• [Extracted text]:
##########

9.7 STATEMENT ON WARRANT CERTIFICATES. Irrespective of any adjustments
in the applicable Warrant Price or the number of securities issuable upon
exercise of Warrants, Warrant certificates theretofore or thereafter issued may
continue to express the same price and number of securities as are stated in the
similar Warrant certificates initially issuable pursuant to this Agreement.
However, the Company may, at any time in its sole discretion (which shall be
conclusive), make any change in the form of Warrant certificate that it may deem
appropriate and that does not affect the substance thereof; and any Warrant
certificate thereafter issued, whether upon registration of transfer of, or in
exchange or substitution for, an outstanding Warrant certificate, may be in the
form so changed.

##########

• [Aim]:
Answer these questions from the statement on warrant certificates above, marking each answer with its number.
1. Despite adjustments in the Warrant Price or the number of securities, what may Warrant certificates continue to express?
2. What limit applies to the changes the Company may make in the form of Warrant certificate?
3. Upon which events may a later-issued Warrant certificate be in the changed form?

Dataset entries
##########

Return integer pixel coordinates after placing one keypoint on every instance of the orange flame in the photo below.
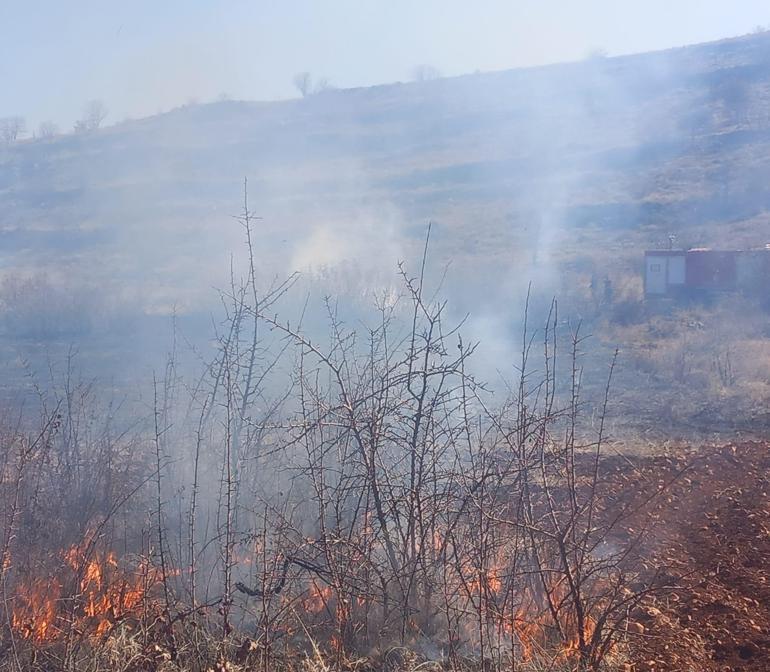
(102, 595)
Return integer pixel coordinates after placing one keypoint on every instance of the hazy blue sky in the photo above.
(143, 56)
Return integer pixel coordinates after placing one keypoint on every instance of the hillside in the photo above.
(555, 175)
(617, 150)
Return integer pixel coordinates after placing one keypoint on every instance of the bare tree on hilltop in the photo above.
(11, 128)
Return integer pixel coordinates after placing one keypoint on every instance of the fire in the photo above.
(89, 594)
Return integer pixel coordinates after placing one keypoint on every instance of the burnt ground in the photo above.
(714, 549)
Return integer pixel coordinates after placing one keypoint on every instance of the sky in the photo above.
(141, 57)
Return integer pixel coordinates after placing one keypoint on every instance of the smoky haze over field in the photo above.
(556, 176)
(402, 376)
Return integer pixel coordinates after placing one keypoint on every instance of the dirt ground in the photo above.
(715, 551)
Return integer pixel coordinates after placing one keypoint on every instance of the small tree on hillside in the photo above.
(94, 113)
(303, 81)
(47, 129)
(11, 128)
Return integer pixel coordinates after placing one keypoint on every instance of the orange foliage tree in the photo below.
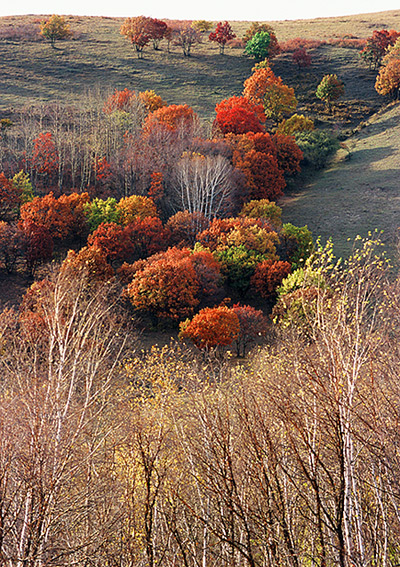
(12, 245)
(91, 262)
(165, 285)
(221, 35)
(135, 206)
(388, 80)
(252, 325)
(63, 217)
(113, 240)
(148, 236)
(185, 226)
(173, 116)
(39, 245)
(10, 198)
(211, 327)
(137, 31)
(268, 276)
(239, 115)
(263, 87)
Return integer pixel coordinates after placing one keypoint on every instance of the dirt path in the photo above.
(357, 195)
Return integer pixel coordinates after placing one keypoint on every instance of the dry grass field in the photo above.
(348, 198)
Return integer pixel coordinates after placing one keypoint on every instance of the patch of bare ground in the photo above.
(358, 192)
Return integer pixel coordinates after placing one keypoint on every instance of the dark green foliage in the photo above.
(316, 146)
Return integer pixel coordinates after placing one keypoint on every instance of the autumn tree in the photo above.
(263, 87)
(185, 36)
(301, 58)
(268, 276)
(39, 245)
(256, 27)
(221, 35)
(263, 209)
(10, 198)
(184, 227)
(54, 29)
(135, 206)
(204, 184)
(329, 90)
(239, 115)
(259, 46)
(137, 31)
(388, 80)
(100, 210)
(377, 46)
(45, 158)
(165, 285)
(173, 117)
(12, 245)
(252, 326)
(202, 25)
(211, 327)
(156, 30)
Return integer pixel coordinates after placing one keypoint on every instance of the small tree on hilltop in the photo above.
(222, 34)
(56, 28)
(330, 89)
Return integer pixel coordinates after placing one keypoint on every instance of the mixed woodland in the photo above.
(265, 433)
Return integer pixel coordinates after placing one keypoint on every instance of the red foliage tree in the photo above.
(147, 236)
(173, 116)
(239, 115)
(377, 46)
(62, 217)
(221, 35)
(113, 240)
(90, 261)
(39, 245)
(185, 226)
(268, 276)
(10, 198)
(165, 285)
(156, 189)
(211, 327)
(137, 31)
(252, 325)
(12, 245)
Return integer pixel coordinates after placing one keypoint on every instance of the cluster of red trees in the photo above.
(179, 220)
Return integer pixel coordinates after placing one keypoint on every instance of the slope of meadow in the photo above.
(348, 198)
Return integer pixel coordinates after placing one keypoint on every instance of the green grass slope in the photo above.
(354, 196)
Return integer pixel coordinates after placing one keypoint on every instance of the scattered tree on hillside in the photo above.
(221, 35)
(388, 80)
(377, 46)
(330, 89)
(186, 37)
(54, 29)
(137, 31)
(302, 58)
(239, 115)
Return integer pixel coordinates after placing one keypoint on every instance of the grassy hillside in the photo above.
(99, 57)
(348, 198)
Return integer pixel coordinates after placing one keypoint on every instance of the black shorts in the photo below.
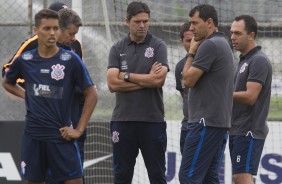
(245, 153)
(40, 158)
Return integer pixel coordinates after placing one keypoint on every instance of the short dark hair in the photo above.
(206, 11)
(250, 23)
(137, 7)
(184, 28)
(45, 14)
(68, 17)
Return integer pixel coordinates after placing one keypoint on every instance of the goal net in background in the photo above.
(103, 25)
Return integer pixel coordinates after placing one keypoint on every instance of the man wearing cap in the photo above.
(69, 22)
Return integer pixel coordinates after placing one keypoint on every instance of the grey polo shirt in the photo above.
(128, 56)
(181, 88)
(253, 67)
(212, 96)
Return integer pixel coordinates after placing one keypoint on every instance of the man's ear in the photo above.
(127, 21)
(35, 29)
(252, 36)
(210, 22)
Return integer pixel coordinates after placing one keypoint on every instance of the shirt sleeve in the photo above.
(113, 58)
(161, 54)
(81, 75)
(258, 69)
(14, 71)
(178, 75)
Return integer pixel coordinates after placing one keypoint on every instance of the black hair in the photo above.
(250, 23)
(137, 7)
(206, 11)
(45, 14)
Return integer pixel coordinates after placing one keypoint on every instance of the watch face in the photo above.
(126, 76)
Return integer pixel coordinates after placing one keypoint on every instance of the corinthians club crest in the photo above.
(149, 52)
(57, 72)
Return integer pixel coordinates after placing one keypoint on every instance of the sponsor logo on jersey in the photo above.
(124, 65)
(65, 56)
(44, 71)
(149, 52)
(115, 137)
(23, 164)
(243, 67)
(27, 56)
(41, 89)
(57, 72)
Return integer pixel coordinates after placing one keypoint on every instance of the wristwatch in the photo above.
(191, 55)
(126, 76)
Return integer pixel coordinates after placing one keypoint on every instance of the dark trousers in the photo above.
(130, 137)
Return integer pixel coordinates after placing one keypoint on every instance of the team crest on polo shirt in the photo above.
(149, 52)
(57, 72)
(27, 56)
(243, 67)
(65, 56)
(115, 137)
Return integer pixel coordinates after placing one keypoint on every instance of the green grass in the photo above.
(275, 109)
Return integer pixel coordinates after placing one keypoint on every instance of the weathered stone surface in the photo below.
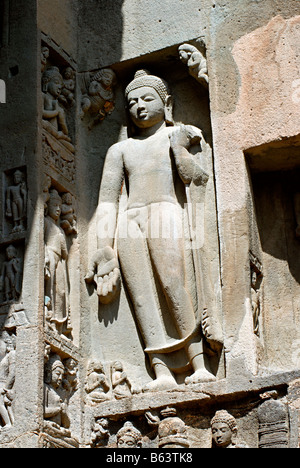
(149, 229)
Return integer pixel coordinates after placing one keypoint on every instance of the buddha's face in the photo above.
(146, 107)
(222, 434)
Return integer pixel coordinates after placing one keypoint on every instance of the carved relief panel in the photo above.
(58, 87)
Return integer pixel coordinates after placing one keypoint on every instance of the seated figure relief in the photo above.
(150, 162)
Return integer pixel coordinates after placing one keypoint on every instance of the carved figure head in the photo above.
(11, 252)
(52, 82)
(54, 371)
(149, 101)
(129, 437)
(224, 429)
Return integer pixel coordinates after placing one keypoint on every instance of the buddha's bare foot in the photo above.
(200, 376)
(161, 384)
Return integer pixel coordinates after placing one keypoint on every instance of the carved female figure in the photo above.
(224, 431)
(56, 278)
(54, 119)
(129, 437)
(55, 409)
(7, 381)
(11, 274)
(16, 201)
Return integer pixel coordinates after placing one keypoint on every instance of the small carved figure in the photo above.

##########

• [Exercise solution]:
1. The same price and number of securities as are stated in the similar Warrant certificates initially issuable pursuant to this Agreement.
2. The change must be one the Company deems appropriate and must not affect the substance of the certificate.
3. Registration of transfer of an outstanding Warrant certificate, or exchange or substitution for one.